SOURCE DOCUMENT:
════════

HP as escapist children's literature (was Harry's DADA skill)

Carol justcarol67 at yahoo.com
Tue Apr 29 18:56:49 UTC 2008


No: HPFGUIDX 182726

Julie wrote:
> >I think you hit the nail on the head, Carol. The story JKR wanted
to tell was the story of Harry the boy hero and his two friends who
save the world pretty much all by themselves.
> <SNIP>
> >I think it was our expectations that betrayed us, in part probably
because most of us are mature adults (er, chronologically-speaking at
least ;-) and we found many of the secondary characters as interesting
(myself) or in some cases *more* interesting than the main protagonist
and his two young friends.
<SNIP> I think also that JKR really WAS writing a children's story.
<SNIP>
> >I don't call the Harry Potter series "escapist children's
>literature" as an insult (and I'm not debating its merits in
comparison to other escapist children's literature). I just think that
is what it turned out to be, despite some impressions midstream that
led me to see more potential psychological and emotional depth than
was actually delivered. And I would rather view the series as what it
is than keep trying to invest all manner of deep meaning (and/or
intent) where it doesn't (IMO) exist.

Carol responds: 
> My question (to Julie or to anyone who can help) is how do you get
yourself to do this?  Ever since DH, when I found my expectations of
the HP series as a whole were destroyed, I have been trying to regain
my delight in the HP series as the children's story which I have
decided it actually was.  I have been struggling with this.  I miss my
delight and enthusiasm.
<snip>
> It seems to me that JKR had some areas in which she did think things
through, plan things, intend to have deep meanings, etc.  But lots of
other areas she just did what seemed like a good idea at the time. 
And I can't get the two areas sorted out in my mind.
> 
> Jerri, struggling to remain a HP fan, or did I waste several years
of my life?

Carol responds:
As always, I can only speak for myself. On a first reading (and it was
a sleepless, marathon read after waiting till about 1 a.m. to pick up
the book and take it home--I was in no fit state to see or speak to
anyone!), I was pulled in two directions--the emotional rollercoaster
of the events themselves (sorry for the cliche, but I can't think of
any other way to express the abrupt changes from excitement to ennui,
suspense and horror to humor, etc.) and the conflict between my own
hopes and expectations and some of the scenes.

════════

AVAILABLE DATA:
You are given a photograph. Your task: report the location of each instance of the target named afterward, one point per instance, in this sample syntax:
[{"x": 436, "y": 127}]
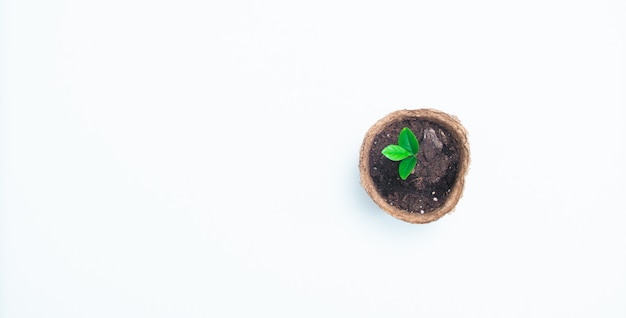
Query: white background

════════

EXERCISE INSTRUCTIONS:
[1] Answer these from the Harry Potter post:
(a) About what time did the writer wait until to pick up the book?
(b) What does the post say the Harry Potter series turned out to be?
(c) What message number does the post give?
[2] Rewrite the stretch of the Harry Potter post from "<SNIP> I think" through "doesn't (IMO) exist.", putting "intellectual" where it says "psychological".

THE ANSWERS:
[1]
(a) About 1 a.m.
(b) Escapist children's literature.
(c) HPFGUIDX 182726.

[2]
<SNIP> I think also that JKR really WAS writing a children's story.
<SNIP>
> >I don't call the Harry Potter series "escapist children's
>literature" as an insult (and I'm not debating its merits in
comparison to other escapist children's literature). I just think that
is what it turned out to be, despite some impressions midstream that
led me to see more potential intellectual and emotional depth than
was actually delivered. And I would rather view the series as what it
is than keep trying to invest all manner of deep meaning (and/or
intent) where it doesn't (IMO) exist.